DO THIS => Can you rewrite the listing from the line containing "the paved walkway" through its last line, changing every "Locate" to "Find" and leaving everything else as it is?

Region annotation entries:
▬▬▬▬▬▬▬▬▬▬

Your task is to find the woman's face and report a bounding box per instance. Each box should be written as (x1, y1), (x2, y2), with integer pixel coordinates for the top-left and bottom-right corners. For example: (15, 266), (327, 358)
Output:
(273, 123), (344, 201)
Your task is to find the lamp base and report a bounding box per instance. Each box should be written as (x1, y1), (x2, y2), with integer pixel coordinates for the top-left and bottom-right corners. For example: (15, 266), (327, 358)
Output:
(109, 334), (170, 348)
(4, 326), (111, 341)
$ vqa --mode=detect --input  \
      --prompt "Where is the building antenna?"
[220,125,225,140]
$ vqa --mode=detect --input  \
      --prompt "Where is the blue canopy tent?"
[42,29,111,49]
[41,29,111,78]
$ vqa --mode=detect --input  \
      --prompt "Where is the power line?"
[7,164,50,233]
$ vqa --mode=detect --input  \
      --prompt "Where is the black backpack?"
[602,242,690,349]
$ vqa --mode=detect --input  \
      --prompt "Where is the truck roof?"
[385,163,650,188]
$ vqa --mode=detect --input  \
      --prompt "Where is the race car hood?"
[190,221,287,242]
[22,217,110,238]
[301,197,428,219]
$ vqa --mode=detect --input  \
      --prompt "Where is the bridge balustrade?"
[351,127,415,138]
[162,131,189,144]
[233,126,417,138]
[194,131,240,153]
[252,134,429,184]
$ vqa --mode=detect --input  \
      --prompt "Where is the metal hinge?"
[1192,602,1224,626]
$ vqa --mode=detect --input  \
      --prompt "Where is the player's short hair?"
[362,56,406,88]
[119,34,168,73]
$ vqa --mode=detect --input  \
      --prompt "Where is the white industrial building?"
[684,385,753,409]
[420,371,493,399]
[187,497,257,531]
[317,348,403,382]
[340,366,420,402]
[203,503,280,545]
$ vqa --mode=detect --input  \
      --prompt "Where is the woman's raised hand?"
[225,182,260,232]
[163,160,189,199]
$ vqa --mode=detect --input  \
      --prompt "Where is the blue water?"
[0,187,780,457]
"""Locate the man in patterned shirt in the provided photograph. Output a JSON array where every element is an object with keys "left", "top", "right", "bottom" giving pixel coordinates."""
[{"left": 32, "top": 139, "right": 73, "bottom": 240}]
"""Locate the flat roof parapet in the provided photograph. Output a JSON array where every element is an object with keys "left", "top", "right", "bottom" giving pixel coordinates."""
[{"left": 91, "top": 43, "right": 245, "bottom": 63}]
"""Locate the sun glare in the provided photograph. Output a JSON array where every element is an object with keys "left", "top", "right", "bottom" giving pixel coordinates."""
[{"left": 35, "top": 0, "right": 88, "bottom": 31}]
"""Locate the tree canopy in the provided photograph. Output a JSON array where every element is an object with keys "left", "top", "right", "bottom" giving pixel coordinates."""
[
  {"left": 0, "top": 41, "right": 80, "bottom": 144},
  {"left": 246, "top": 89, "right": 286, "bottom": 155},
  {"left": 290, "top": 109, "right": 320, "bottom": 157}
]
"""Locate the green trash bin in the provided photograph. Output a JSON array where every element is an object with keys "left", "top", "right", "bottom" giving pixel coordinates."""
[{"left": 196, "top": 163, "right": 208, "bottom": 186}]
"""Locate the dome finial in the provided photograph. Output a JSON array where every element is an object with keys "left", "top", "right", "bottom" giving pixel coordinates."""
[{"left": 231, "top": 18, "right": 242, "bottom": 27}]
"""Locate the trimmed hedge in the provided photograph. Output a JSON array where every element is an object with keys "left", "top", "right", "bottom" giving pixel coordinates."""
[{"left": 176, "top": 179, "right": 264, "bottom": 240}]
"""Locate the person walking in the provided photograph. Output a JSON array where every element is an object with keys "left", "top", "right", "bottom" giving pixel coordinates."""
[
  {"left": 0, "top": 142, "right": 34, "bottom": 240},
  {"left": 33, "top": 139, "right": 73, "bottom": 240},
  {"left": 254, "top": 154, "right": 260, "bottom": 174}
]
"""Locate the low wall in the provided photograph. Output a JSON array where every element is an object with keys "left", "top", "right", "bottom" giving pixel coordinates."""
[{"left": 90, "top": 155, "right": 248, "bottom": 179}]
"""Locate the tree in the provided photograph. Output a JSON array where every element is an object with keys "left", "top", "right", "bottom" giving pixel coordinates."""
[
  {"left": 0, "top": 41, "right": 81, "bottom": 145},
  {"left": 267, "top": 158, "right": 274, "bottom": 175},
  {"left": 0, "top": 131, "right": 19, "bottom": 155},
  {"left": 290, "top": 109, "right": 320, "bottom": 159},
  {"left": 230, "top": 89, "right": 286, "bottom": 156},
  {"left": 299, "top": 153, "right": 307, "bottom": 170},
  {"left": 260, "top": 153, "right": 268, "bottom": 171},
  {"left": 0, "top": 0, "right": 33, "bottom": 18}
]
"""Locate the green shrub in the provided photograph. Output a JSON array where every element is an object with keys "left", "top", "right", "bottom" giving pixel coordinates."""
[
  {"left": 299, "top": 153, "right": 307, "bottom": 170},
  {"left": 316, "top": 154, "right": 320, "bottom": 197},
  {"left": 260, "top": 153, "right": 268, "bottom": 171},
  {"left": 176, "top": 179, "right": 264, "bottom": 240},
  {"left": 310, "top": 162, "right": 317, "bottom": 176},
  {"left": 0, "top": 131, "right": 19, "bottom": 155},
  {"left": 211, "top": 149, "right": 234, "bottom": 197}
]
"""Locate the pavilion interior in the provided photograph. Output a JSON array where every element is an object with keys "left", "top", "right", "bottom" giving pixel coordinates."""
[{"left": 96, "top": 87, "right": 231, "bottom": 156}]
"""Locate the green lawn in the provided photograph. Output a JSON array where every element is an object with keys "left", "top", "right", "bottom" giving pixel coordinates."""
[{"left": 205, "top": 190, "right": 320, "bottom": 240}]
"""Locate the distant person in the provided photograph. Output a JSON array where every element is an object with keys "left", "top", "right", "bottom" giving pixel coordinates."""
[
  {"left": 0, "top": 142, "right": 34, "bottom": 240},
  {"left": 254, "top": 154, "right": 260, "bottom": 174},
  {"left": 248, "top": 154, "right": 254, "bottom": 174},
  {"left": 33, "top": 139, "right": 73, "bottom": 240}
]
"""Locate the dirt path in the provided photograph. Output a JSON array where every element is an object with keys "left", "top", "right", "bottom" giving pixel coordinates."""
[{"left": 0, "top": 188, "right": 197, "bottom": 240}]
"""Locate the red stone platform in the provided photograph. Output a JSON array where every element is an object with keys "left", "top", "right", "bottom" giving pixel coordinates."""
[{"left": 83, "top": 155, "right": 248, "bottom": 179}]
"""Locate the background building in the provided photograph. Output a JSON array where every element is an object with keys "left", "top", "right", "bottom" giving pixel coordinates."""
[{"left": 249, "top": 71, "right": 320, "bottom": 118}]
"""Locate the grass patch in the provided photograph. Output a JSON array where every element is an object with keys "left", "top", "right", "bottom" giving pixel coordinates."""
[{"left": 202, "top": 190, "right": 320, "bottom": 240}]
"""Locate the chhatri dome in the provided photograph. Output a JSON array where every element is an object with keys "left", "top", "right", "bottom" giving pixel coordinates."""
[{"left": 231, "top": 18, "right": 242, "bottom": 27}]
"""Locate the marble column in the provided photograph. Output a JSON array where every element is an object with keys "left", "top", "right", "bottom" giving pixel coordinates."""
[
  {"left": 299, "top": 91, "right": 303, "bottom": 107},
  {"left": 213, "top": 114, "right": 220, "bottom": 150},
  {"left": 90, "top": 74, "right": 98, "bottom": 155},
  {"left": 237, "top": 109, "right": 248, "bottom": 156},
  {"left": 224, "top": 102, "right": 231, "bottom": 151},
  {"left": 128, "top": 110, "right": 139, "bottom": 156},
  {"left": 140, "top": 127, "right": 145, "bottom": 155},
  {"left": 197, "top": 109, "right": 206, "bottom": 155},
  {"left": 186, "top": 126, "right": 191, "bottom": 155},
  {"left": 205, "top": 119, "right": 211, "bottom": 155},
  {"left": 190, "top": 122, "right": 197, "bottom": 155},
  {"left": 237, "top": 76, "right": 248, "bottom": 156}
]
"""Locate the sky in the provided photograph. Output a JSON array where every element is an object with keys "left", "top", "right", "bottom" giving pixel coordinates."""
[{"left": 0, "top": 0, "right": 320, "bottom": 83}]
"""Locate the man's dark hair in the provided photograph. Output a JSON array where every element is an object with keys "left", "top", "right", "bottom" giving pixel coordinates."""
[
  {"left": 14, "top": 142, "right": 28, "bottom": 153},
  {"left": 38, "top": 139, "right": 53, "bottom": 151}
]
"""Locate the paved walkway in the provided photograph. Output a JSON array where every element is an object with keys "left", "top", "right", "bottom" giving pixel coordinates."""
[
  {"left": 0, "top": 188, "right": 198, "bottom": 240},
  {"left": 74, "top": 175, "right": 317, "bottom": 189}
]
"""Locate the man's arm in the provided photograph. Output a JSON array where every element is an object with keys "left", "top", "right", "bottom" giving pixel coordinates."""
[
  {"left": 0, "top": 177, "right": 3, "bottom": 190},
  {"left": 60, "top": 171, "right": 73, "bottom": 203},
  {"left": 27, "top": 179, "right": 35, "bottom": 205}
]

▬▬▬▬▬▬▬▬▬▬

IN RESPONSE =>
"""Find the paved walkway in the provided photograph. Output a JSON array where every element is an object with keys "left", "top", "right", "bottom" giving pixel coordinates."""
[
  {"left": 0, "top": 188, "right": 198, "bottom": 240},
  {"left": 74, "top": 175, "right": 317, "bottom": 189}
]
"""Find the man's arm in the provided photograph. Output a JSON array where every element is an object with keys "left", "top", "right", "bottom" giving pixel coordinates."""
[
  {"left": 0, "top": 177, "right": 3, "bottom": 190},
  {"left": 60, "top": 171, "right": 73, "bottom": 203},
  {"left": 27, "top": 179, "right": 35, "bottom": 205}
]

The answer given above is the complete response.